§ **Task set**:
[A] Answer these questions from the message about fallback to UTF-8:
(i) Who sent the message, and on what date?
(ii) According to the reply, in which two places does the validator find no encoding information?
(iii) What does the validator do after it fails to parse the document as UTF-8?
[B] Write the next part of the message about fallback to UTF-8, beginning after its final line.

§ **Text block**:
* begin *
Re: Fallback to UTF-8 from David Dorward on 2008-04-28 (www-validator@w3.org from April 2008)

From: David Dorward <david@dorward.me.uk>
Date: Mon, 28 Apr 2008 15:28:05 +0100
To: www-validator@w3.org
Message-Id: <D963FD08-2057-4C49-9D45-3B4FFC342EE6@dorward.me.uk>

On 28 Apr 2008, at 15:08, Andreas Prilop wrote:
> (1) The validator establishes that Humpty Dumpty
>    is *not* the President of the United States.
>
> (2) The validator assumes:
>    President of the United States = Humpty Dumpty.
>
> (1) and (2) happen together.  Both.  At the same time.   
> Simultaneously.
>

That isn't what happens. This is:

(1) The validator finds no encoding information in the HTTP header or  
document.

(2) The validator tries to carry on anyway as if the encoding was  
specified as UTF-8

(3) The validator fails to parse as UTF-8, so gives up.
* end *
§ **Listed entries**:
* begin *
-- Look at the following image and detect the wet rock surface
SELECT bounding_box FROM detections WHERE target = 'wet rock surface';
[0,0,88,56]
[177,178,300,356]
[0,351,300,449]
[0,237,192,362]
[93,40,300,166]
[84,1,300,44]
* end *
§ **Exercise results**:
[A]
(i) David Dorward sent it on Mon, 28 Apr 2008.
(ii) It finds none in the HTTP header or in the document.
(iii) It gives up.

[B]
In that order. One after the other. Not simultaneously.

The behaviour when it is overridden and told to use ISO-8859-1 is  
slightly different:

(1) The validator is told to use ISO-8859-1

(2) The validator parses as ISO-8859-1 but finds errors

(3) The validator throws error messages for characters which don't fit

I don't know why it behaves differently under those conditions, but I  
think having consistency would be desirable.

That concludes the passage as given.